╭─ WORKING DATA

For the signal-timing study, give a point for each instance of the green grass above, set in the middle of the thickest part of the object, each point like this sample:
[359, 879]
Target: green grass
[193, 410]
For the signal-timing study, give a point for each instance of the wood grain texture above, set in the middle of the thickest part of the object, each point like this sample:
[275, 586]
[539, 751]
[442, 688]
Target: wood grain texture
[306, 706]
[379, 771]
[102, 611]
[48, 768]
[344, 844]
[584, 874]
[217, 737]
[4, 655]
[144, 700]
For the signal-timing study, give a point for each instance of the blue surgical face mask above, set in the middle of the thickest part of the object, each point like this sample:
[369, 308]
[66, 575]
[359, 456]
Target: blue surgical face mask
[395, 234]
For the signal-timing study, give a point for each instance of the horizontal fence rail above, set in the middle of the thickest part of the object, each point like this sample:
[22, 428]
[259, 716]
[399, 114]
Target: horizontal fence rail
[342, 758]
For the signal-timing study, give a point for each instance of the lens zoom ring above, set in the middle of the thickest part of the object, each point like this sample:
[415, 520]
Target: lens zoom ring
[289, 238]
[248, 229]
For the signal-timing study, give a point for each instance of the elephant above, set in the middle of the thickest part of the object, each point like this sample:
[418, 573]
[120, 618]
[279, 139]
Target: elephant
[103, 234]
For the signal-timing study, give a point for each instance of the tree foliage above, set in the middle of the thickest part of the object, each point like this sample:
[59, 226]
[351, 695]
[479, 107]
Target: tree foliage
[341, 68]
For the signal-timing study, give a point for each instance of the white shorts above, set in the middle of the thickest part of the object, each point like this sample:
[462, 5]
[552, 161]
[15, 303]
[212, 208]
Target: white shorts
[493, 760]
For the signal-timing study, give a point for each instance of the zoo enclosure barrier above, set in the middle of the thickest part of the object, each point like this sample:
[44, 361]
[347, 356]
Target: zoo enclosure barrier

╰─

■ PROBLEM TO WORK ON ■
Please rewrite the items above with every "signal-timing study" changed to "crosswalk survey". Leave everything else as it is.

■ FINAL RESULT ■
For the crosswalk survey, give a point for each instance of the green grass above, set in the middle of the thickest part of the object, each point like this sample:
[359, 879]
Target: green grass
[193, 410]
For the crosswalk survey, give a point for each instance of the wood grain texture above, set in the middle of the thickest part of the object, each point like this sample:
[275, 586]
[539, 751]
[442, 688]
Target: wood grain texture
[306, 706]
[379, 771]
[102, 611]
[48, 768]
[344, 844]
[584, 874]
[217, 737]
[4, 655]
[144, 700]
For the crosswalk survey, give a point for each instance of the blue surgical face mask above, set in the middle of the thickest part of the object, each point like this sample:
[369, 308]
[66, 575]
[359, 456]
Target: blue surgical face mask
[395, 234]
For the crosswalk survey, give a point for each instance of the horizontal fence rail above, set in the middle of the thickest part of the object, each point like this sample:
[22, 428]
[259, 716]
[399, 114]
Target: horizontal fence rail
[342, 758]
For the crosswalk survey, give a point for each instance of the lens zoom ring above, set in the middle of the thickest part of the object, each point like this sample:
[415, 520]
Target: lens zoom ring
[289, 238]
[248, 229]
For the crosswalk survey, give a point for each instance of the elephant above, set in the middle of the thickest part of the object, each point like this sample:
[418, 573]
[120, 618]
[279, 139]
Target: elephant
[103, 234]
For the crosswalk survey, give a point for each instance of the tree foliage above, set in the middle of the thickest part of the object, each point like this sample:
[59, 226]
[351, 695]
[479, 107]
Target: tree foliage
[341, 68]
For the crosswalk survey, give a point for each instance of the white shorts above, set in the middle of the thickest part of the object, each point like this sample:
[462, 5]
[552, 161]
[15, 303]
[212, 208]
Target: white shorts
[493, 760]
For the crosswalk survey, give a point for each instance of the zoo enclosure barrier above, set in the middle of the thickest part of the object, each point like this sample:
[44, 361]
[347, 356]
Target: zoo enclosure barrier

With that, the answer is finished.